Source text –
>> begin

Member of the New York State Senate from the 7th District
- In office 1953–1954
- Preceded by: William N. Conrad
- Succeeded by: James G. Sweeney

Personal details
- Born: Carlo Ascanio Lanzillotti February 18, 1911
- Died: May 12, 1979 (aged 68)
- Party: Republican

= Carlo A. Lanzillotti =

American politician (1911–1979)

Carlo Ascanio Lanzillotti (February 18, 1911 – May 12, 1979) was a Republican member of the New York State Senate.

==Political career==
He was elected to the New York State Senate in 1952, the last Republican from western Queens to do so. He was a member of the State Senate (7th D.) in 1953 and 1954. He was defeated for re-election in 1954, 1956 and 1962.

>> end

Directions –
[A] Copy the Lanzillotti passage word for word, starting at "Personal details" and ending at "1956 and 1962.".
[B] Extend the passage on Carlo A. Lanzillotti by writing what comes after its final sentence.
The listing comes from a different source than the Carlo A. Lanzillotti passage.

Data listing –
>> begin

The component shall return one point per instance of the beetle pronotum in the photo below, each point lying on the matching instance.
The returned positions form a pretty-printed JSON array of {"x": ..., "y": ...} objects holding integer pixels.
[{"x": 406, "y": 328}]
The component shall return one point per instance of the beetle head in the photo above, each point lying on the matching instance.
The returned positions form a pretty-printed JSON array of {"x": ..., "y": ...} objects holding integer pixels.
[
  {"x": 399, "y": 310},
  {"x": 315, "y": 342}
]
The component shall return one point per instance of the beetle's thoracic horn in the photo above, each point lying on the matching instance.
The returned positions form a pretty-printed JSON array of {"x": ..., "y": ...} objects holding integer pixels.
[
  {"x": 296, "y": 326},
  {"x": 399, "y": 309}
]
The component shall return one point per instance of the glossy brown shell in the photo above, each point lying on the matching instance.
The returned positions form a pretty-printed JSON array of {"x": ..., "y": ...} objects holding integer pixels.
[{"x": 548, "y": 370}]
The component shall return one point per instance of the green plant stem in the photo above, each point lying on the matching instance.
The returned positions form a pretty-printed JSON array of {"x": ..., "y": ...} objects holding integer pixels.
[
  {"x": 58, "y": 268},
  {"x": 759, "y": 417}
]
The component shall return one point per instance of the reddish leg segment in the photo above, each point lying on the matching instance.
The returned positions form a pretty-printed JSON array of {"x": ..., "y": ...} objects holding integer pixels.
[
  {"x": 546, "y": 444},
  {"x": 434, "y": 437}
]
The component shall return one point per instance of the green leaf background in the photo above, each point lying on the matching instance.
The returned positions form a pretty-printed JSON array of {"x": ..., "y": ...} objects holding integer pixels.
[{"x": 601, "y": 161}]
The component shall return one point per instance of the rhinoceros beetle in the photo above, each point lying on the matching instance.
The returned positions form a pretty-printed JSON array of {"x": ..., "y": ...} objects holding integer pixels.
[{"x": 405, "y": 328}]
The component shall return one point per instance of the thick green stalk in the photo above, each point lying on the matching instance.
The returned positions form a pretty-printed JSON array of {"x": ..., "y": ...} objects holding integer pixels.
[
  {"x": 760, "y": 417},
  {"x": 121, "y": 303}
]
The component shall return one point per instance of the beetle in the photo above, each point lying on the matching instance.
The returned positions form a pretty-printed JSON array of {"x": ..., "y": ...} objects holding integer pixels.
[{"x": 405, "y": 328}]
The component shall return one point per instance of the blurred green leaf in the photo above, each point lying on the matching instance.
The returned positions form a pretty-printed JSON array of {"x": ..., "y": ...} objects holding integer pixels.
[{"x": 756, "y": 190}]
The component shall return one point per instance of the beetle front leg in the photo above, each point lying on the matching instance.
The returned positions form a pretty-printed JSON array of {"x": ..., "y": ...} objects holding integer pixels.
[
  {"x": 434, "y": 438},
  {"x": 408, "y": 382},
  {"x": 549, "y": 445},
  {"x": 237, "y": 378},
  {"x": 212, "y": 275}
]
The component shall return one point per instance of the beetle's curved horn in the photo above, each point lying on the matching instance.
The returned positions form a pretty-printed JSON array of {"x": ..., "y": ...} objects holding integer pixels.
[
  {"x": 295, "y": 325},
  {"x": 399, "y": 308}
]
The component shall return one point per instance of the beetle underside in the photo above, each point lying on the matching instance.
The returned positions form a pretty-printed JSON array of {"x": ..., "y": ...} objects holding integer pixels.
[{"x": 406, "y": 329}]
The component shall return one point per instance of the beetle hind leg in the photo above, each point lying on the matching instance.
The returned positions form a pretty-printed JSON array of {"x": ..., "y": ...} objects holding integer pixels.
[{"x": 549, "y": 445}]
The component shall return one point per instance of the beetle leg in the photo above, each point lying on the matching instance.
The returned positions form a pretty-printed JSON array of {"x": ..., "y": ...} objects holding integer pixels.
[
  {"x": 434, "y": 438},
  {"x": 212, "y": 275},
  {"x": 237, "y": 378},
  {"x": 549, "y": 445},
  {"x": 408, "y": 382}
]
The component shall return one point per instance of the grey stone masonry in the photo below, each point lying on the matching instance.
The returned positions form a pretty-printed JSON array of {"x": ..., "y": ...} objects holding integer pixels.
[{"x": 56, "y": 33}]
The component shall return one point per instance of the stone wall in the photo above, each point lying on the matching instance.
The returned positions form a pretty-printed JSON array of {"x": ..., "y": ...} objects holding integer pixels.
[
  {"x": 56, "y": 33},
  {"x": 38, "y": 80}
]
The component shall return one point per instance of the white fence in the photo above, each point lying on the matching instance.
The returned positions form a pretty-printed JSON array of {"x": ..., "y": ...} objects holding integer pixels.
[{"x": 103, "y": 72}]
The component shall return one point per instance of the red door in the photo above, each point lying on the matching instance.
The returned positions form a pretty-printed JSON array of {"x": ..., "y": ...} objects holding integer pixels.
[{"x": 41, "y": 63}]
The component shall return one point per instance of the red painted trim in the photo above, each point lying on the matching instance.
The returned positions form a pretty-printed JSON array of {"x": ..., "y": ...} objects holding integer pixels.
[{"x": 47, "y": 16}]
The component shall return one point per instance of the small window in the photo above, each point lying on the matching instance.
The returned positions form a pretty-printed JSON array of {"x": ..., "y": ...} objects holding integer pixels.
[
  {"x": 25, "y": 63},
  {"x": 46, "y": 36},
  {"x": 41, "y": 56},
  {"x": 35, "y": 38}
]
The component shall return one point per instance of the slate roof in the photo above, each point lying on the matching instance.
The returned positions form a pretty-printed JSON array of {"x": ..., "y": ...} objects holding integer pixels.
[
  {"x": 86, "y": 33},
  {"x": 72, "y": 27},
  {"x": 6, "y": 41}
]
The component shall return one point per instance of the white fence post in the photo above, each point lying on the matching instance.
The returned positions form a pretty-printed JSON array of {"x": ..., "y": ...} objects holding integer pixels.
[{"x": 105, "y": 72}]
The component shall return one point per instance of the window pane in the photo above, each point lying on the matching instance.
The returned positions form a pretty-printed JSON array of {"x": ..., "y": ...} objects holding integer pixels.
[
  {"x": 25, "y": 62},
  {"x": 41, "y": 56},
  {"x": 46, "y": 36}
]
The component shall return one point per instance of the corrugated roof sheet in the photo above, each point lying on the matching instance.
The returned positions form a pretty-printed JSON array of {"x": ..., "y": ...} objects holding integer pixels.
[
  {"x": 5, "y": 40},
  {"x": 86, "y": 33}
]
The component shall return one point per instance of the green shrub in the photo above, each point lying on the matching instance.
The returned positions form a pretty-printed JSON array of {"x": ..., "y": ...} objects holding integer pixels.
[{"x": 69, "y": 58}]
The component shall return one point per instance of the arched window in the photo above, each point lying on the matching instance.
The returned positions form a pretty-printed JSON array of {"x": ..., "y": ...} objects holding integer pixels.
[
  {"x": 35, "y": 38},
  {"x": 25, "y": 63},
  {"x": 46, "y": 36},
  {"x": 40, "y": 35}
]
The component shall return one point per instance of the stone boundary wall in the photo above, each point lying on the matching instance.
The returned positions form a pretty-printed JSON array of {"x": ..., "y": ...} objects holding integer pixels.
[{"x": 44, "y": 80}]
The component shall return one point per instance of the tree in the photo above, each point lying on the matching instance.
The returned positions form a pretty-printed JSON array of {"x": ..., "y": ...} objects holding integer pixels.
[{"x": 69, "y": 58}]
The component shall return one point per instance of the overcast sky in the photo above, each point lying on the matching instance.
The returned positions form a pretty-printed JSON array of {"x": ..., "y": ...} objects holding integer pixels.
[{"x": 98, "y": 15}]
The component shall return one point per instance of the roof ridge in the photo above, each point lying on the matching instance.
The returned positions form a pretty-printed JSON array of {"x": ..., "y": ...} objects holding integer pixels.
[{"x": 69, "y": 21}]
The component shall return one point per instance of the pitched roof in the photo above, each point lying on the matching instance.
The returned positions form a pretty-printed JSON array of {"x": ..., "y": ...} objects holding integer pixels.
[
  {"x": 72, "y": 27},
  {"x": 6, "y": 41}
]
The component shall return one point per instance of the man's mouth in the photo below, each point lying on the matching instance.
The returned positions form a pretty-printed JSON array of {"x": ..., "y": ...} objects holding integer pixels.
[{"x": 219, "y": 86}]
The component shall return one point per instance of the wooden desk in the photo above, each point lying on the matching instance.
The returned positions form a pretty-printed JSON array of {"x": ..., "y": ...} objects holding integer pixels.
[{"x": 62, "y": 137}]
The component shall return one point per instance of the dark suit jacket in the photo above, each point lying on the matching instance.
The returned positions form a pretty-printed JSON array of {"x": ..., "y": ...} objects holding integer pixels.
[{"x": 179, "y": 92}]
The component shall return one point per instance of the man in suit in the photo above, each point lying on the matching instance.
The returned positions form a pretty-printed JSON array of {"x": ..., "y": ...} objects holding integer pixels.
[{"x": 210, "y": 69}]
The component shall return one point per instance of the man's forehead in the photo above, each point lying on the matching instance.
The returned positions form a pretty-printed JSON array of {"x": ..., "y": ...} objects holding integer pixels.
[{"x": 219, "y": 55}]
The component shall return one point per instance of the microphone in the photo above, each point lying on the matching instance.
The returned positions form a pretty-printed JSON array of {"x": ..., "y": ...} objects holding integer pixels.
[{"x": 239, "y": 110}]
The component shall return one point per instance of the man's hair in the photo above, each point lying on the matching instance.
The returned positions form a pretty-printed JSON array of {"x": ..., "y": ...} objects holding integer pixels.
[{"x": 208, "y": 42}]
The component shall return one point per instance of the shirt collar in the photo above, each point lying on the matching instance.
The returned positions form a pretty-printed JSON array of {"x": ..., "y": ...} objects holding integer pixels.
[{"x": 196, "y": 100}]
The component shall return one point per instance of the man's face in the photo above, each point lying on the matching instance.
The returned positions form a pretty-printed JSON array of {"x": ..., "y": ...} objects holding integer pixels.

>> end

Answers to the exercise –
[A]
Personal details
- Born: Carlo Ascanio Lanzillotti February 18, 1911
- Died: May 12, 1979 (aged 68)
- Party: Republican

= Carlo A. Lanzillotti =

American politician (1911–1979)

Carlo Ascanio Lanzillotti (February 18, 1911 – May 12, 1979) was a Republican member of the New York State Senate.

==Political career==
He was elected to the New York State Senate in 1952, the last Republican from western Queens to do so. He was a member of the State Senate (7th D.) in 1953 and 1954. He was defeated for re-election in 1954, 1956 and 1962.

[B]
==Legacy==
He was a brother-in-law of Donato Antone, creator of the Harvey Wallbanger cocktail; grandfather of Christopher Lanzillotti, a New York Sun columnist and New York County Republican District Leader; and great-uncle of Paul Lanzillotti, an MBA admissions consultant, author and creator of the Business School Selector.

==Death==
Lanzillotti is buried at St. Charles Cemetery, near Farmingdale, Long Island.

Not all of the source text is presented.